Point-per-instance localization data:

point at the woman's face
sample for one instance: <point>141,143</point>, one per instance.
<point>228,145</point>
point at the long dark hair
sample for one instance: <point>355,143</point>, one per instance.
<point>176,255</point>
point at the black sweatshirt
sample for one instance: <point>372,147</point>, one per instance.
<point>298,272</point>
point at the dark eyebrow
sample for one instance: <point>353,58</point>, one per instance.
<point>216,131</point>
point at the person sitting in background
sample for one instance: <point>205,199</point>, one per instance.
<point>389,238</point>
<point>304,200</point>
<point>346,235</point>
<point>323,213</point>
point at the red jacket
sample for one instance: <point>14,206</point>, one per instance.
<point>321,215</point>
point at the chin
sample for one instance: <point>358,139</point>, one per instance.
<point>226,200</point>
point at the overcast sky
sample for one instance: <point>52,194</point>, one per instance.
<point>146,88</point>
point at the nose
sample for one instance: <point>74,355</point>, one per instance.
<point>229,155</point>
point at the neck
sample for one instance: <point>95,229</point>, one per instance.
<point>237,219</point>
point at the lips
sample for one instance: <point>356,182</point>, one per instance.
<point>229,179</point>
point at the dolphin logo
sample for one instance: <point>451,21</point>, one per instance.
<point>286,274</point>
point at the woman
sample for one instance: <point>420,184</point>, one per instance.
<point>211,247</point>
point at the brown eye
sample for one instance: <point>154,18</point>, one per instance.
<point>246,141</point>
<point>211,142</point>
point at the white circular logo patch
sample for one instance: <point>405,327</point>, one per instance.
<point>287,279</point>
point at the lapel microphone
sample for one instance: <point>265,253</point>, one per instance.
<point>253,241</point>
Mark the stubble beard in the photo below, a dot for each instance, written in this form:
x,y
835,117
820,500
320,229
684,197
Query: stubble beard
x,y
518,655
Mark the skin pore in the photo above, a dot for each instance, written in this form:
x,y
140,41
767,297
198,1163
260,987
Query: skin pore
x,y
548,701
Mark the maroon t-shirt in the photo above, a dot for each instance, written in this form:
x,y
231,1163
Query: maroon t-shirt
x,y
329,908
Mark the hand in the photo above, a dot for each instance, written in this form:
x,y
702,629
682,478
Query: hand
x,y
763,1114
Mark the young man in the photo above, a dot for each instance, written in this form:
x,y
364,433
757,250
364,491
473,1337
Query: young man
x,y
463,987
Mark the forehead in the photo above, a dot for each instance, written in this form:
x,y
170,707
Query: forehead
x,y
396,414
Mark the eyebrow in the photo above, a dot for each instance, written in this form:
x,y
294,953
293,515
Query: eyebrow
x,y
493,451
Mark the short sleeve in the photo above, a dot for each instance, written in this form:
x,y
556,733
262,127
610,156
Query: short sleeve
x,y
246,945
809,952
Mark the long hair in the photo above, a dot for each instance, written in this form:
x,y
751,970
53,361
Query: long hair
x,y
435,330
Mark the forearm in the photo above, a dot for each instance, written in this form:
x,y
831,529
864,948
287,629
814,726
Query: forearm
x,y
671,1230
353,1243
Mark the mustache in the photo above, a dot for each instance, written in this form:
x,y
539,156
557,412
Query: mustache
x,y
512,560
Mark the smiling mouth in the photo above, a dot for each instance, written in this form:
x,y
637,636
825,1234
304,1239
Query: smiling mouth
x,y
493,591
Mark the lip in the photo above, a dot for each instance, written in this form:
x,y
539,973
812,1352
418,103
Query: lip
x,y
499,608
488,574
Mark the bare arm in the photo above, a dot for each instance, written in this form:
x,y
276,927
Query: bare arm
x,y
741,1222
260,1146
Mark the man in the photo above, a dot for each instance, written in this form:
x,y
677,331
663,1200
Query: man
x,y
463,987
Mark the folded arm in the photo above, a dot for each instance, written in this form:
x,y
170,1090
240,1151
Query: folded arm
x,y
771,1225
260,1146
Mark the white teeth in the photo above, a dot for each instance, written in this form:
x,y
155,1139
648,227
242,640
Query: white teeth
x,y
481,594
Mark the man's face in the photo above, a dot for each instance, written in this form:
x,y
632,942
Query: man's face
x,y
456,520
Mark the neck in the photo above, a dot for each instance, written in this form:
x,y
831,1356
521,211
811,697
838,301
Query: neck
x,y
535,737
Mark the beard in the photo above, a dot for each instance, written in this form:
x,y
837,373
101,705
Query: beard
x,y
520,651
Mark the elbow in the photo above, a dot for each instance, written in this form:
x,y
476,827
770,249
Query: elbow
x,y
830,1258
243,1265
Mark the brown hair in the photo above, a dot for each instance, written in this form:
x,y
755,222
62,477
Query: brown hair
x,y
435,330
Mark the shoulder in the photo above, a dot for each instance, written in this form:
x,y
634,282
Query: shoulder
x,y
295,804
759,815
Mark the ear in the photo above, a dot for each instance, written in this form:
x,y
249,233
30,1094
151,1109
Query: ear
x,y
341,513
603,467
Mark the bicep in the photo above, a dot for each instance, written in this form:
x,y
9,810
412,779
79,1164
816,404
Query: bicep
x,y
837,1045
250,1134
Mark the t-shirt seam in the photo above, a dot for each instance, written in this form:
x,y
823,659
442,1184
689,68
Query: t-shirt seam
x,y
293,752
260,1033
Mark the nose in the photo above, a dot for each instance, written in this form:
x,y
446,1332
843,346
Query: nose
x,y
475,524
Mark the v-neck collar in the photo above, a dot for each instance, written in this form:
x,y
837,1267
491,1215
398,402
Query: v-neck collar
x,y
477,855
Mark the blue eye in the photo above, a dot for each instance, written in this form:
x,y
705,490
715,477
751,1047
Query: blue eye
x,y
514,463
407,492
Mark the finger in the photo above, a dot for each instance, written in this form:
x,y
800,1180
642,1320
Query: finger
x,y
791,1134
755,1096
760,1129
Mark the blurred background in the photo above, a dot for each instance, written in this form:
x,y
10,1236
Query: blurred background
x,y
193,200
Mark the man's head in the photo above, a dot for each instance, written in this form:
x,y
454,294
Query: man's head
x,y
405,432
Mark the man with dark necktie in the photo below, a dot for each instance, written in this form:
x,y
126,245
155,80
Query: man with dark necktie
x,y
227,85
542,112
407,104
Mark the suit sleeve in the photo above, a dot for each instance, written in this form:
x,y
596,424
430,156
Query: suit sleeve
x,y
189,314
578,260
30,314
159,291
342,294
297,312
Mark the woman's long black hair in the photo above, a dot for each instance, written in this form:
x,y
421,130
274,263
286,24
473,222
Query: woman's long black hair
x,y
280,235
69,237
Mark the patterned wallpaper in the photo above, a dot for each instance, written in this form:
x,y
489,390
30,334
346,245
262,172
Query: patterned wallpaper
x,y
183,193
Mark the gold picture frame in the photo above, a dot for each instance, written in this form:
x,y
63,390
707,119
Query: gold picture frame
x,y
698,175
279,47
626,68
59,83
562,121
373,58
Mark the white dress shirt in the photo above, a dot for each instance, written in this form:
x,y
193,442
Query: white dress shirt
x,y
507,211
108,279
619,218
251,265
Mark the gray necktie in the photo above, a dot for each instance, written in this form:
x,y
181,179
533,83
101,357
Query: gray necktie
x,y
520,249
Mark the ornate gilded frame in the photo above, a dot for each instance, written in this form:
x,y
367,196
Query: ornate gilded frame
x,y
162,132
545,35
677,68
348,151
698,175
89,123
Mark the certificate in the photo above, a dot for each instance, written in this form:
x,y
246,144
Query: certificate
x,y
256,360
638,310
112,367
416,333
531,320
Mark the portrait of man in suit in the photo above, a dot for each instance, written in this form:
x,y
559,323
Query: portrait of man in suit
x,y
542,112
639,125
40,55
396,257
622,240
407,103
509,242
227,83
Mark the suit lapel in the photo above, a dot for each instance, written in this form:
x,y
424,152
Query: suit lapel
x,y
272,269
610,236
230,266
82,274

- **Action item**
Work through the data line by line and state how many lines have the string "logo"; add nothing else.

- **Expected output**
2